=== Section Start ===

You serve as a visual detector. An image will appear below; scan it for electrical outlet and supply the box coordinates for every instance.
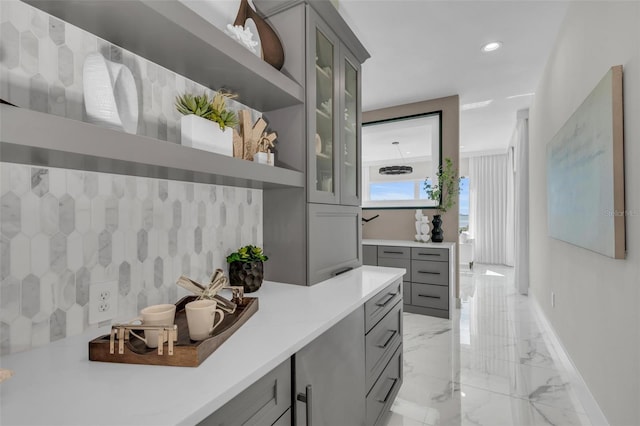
[89,281,118,324]
[551,292,556,308]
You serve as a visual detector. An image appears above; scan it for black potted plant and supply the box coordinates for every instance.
[423,158,460,243]
[226,245,268,293]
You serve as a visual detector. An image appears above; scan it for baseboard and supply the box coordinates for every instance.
[530,297,609,426]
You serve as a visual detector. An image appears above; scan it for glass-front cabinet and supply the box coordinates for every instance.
[307,9,361,206]
[340,52,360,205]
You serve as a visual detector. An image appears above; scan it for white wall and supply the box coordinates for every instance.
[529,2,640,425]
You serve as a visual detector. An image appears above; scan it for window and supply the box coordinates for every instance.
[459,176,470,232]
[362,113,441,209]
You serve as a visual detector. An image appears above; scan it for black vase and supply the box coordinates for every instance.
[228,261,264,293]
[431,214,444,243]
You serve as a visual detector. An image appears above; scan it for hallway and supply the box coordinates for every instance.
[385,265,591,426]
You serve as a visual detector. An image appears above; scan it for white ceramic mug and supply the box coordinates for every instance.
[129,304,176,348]
[186,300,225,341]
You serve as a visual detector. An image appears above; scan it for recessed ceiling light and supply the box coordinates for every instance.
[481,41,502,52]
[461,100,493,111]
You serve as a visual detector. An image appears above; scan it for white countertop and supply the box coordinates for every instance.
[0,266,404,426]
[363,239,457,249]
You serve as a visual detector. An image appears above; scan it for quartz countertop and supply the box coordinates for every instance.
[0,266,404,426]
[363,239,457,249]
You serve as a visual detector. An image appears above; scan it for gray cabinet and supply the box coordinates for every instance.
[258,1,369,286]
[200,358,291,426]
[365,244,452,319]
[363,245,378,266]
[364,279,403,426]
[307,204,362,284]
[307,7,362,206]
[294,306,366,426]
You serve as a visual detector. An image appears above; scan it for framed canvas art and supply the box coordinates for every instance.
[546,65,625,259]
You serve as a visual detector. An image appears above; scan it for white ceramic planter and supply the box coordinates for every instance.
[180,114,233,157]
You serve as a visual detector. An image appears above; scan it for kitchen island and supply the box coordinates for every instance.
[0,266,404,426]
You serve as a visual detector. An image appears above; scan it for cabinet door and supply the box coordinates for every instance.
[339,47,361,206]
[307,203,362,285]
[307,8,340,204]
[295,306,366,426]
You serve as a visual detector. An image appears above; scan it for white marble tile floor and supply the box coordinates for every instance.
[383,264,592,426]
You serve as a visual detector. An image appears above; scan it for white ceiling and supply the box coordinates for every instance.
[337,0,570,156]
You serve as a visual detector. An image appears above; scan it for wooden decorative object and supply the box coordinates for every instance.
[88,295,258,367]
[233,0,285,70]
[0,369,14,383]
[233,110,277,161]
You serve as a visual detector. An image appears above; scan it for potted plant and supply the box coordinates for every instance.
[226,245,268,293]
[423,157,460,242]
[176,91,239,156]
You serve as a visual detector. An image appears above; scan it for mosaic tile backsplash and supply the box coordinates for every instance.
[0,0,259,142]
[0,162,263,354]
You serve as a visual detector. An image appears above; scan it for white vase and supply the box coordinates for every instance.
[180,115,233,157]
[415,209,423,220]
[83,52,139,134]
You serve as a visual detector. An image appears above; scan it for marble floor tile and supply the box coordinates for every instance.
[383,264,590,426]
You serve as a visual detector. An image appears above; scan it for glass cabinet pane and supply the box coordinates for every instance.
[343,60,358,201]
[315,29,334,194]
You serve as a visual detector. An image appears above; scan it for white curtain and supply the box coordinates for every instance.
[512,109,530,295]
[469,154,514,265]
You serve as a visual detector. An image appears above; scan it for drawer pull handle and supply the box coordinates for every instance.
[376,377,398,403]
[418,253,439,256]
[296,385,313,426]
[377,329,398,349]
[376,292,398,307]
[383,251,404,254]
[417,270,440,275]
[418,294,440,299]
[332,267,353,276]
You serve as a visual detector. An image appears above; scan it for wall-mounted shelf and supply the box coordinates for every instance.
[24,0,304,112]
[0,105,304,190]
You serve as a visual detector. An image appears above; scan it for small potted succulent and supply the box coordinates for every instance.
[226,245,268,293]
[176,91,239,156]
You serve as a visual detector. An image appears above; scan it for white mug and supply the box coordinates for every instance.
[186,300,225,341]
[128,304,176,348]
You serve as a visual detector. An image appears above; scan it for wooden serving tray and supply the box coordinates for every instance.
[89,295,258,367]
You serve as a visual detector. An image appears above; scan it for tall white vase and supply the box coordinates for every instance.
[83,53,138,134]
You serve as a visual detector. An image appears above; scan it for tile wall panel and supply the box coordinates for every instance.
[0,0,260,142]
[0,162,263,354]
[0,1,268,355]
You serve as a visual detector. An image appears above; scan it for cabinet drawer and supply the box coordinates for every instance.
[366,345,403,426]
[365,301,402,392]
[272,408,291,426]
[363,245,378,266]
[411,260,449,285]
[403,282,411,305]
[377,257,410,280]
[377,246,410,259]
[365,279,402,333]
[200,358,291,426]
[411,247,448,262]
[411,283,449,310]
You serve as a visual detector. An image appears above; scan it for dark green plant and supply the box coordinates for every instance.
[175,90,239,130]
[423,157,460,213]
[226,245,268,263]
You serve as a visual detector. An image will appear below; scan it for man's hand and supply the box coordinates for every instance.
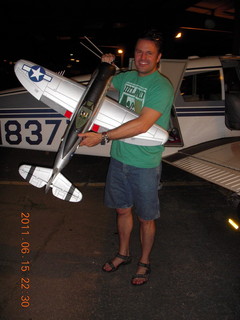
[102,53,115,64]
[78,132,102,147]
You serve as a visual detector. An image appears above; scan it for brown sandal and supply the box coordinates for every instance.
[131,262,151,285]
[102,253,132,272]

=== Section End ===

Instructions to follow
Your task is to write out, exactly and without pictures, only the lines from the one holding "for cabinet drawer" to the last line of the data.

Problem solution
You serve as a visual detector. An image appears above; scan it for cabinet drawer and supply the box coordinates for every instance.
[366,345,403,426]
[365,301,402,392]
[272,408,291,426]
[363,245,378,266]
[411,260,449,285]
[403,282,411,305]
[377,257,410,280]
[377,246,410,259]
[365,279,402,333]
[200,358,291,426]
[411,247,448,262]
[411,283,449,310]
You serve as a visual detector. An image appears above; scan it for dark green plant and supply the box coordinates for every instance.
[175,90,239,130]
[423,157,460,213]
[226,245,268,263]
You serve as a visual detector. An image will appear below; scan it for man's hand and supply the box coordinates for every instance.
[102,53,115,64]
[78,132,102,147]
You serve as a visual detector. An image appears above; scan it for brown sandal and supply the box coordinates for every instance.
[131,262,151,285]
[102,253,132,272]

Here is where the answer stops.